Entries taken from a collection:

------------------------------

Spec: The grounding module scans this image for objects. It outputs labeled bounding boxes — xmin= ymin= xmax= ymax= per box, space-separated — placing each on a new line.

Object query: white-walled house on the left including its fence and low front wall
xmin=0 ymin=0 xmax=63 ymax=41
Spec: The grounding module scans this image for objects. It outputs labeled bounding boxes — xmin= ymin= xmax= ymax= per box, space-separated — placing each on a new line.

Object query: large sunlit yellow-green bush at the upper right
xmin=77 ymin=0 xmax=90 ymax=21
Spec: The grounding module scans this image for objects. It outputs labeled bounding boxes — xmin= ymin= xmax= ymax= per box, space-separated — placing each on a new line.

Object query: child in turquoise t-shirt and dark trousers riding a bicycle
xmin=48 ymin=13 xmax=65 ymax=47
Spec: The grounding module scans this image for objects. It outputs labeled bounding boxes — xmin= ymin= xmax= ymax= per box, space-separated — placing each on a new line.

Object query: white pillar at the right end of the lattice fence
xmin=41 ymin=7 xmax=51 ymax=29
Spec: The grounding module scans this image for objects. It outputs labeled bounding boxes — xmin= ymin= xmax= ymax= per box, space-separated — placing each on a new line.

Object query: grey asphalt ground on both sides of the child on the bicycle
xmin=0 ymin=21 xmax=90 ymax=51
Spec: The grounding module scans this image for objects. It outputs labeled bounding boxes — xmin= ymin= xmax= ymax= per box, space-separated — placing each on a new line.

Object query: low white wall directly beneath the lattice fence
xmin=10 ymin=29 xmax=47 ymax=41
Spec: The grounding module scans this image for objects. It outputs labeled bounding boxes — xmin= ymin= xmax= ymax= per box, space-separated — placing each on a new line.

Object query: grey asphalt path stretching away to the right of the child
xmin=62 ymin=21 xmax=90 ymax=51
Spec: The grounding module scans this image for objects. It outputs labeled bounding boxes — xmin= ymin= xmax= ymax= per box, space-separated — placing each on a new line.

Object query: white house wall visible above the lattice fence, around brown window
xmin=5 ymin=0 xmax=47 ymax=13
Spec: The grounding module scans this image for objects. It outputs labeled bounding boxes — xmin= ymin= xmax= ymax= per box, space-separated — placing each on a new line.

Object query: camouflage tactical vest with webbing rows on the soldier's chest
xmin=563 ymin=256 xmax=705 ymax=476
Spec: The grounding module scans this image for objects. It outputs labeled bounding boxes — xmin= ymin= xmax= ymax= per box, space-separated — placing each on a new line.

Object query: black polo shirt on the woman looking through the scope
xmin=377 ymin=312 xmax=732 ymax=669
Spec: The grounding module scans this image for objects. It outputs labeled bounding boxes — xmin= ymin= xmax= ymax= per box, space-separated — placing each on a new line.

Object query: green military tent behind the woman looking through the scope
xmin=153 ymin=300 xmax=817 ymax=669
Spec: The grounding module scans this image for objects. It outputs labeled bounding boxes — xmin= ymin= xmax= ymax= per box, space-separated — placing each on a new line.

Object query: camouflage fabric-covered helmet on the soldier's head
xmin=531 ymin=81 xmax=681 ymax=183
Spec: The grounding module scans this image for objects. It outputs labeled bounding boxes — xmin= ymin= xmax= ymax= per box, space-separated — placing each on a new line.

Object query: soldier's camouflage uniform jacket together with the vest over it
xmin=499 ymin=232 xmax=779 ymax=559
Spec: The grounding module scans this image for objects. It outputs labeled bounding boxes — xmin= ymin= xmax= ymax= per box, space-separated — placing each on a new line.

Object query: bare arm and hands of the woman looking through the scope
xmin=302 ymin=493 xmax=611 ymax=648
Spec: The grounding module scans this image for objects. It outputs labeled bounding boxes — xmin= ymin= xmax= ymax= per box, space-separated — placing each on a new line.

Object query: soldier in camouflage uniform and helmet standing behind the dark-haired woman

------------------------------

Task brief: Write out every line of the data again, exactly as it reads.

Response:
Spec: The grounding module scans this image for objects. It outputs labeled bounding boxes — xmin= ymin= xmax= ymax= per box, space-separated — placing each on a new line.

Object query: white-walled house on the left including its fence and low front wall
xmin=0 ymin=0 xmax=63 ymax=41
Spec: The grounding module scans this image for objects. It outputs labeled bounding boxes — xmin= ymin= xmax= ymax= per box, space-separated — placing each on a new line.

Object query: large sunlit yellow-green bush at the upper right
xmin=77 ymin=0 xmax=90 ymax=21
Spec: The grounding module scans this image for objects. It outputs labeled bounding boxes — xmin= ymin= xmax= ymax= per box, space-separated — placing each on a new line.

Object query: child in turquoise t-shirt and dark trousers riding a bicycle
xmin=48 ymin=13 xmax=65 ymax=47
Spec: The grounding module scans this image for objects. It outputs labeled bounding boxes — xmin= ymin= xmax= ymax= per box, space-separated — placing each on a new line.

Object query: white pillar at the right end of the lattice fence
xmin=41 ymin=7 xmax=51 ymax=29
Spec: The grounding module scans this image for objects. It outputs labeled bounding boxes — xmin= ymin= xmax= ymax= per box, space-separated — placing each on a new line.

Object query: grey asphalt ground on both sides of the child on the bicycle
xmin=0 ymin=21 xmax=90 ymax=51
Spec: The grounding module scans this image for objects. It outputs labeled bounding boxes — xmin= ymin= xmax= ymax= per box, space-separated — placing each on a new line.

Object query: low white wall directly beneath the lattice fence
xmin=10 ymin=29 xmax=47 ymax=41
Spec: The grounding module scans this image for objects. It outputs labeled bounding boxes — xmin= ymin= xmax= ymax= per box, space-separated — placing each on a new line.

Object query: grey asphalt path stretching away to the right of the child
xmin=62 ymin=21 xmax=90 ymax=51
Spec: The grounding module scans this image for objects. It outputs labeled bounding boxes — xmin= ymin= xmax= ymax= per box, space-separated — placing each on a new line.

Object query: white house wall visible above the lattice fence, around brown window
xmin=5 ymin=0 xmax=47 ymax=13
Spec: The grounding module scans this image for objects. It outputs labeled bounding boxes — xmin= ymin= xmax= ymax= per box, space-separated — placing each on a new line.

Object query: camouflage tactical vest with webbing rows on the soldier's chest
xmin=563 ymin=256 xmax=705 ymax=476
Spec: The grounding module scans this image for objects. It outputs labeled bounding boxes — xmin= ymin= xmax= ymax= per box, space-separated — placing each on a new line.

Object query: black polo shirt on the woman looking through the scope
xmin=377 ymin=312 xmax=732 ymax=669
Spec: The grounding module scans this image for objects. It outputs labeled bounding boxes — xmin= ymin= xmax= ymax= per box, space-separated — placing each on a new line.

Object query: green military tent behind the woman looking through the scope
xmin=153 ymin=300 xmax=817 ymax=669
Spec: The grounding module scans this image for objects. It outputs labeled bounding boxes — xmin= ymin= xmax= ymax= per box, space-separated — placing each on a new line.

Object query: camouflage fabric-covered helmet on the soldier's head
xmin=531 ymin=81 xmax=681 ymax=183
Spec: The grounding module scans this image for objects. It outputs labeled bounding boxes — xmin= ymin= xmax= ymax= per box, space-separated — placing each on a new line.

Object query: soldier's camouflage uniform jacket together with the vest over it
xmin=499 ymin=232 xmax=779 ymax=559
Spec: The grounding module scans this image for objects. It outputs labeled bounding boxes — xmin= ymin= xmax= ymax= per box, space-separated — placing each on a new line.

Object query: bare arm and hands of the woman looking through the scope
xmin=302 ymin=493 xmax=611 ymax=648
Spec: The grounding module scans this image for objects. It outputs labeled bounding boxes — xmin= ymin= xmax= ymax= per box, space-separated — placing each on a new line.

Object query: soldier in camouflage uniform and helmet standing behind the dark-haired woman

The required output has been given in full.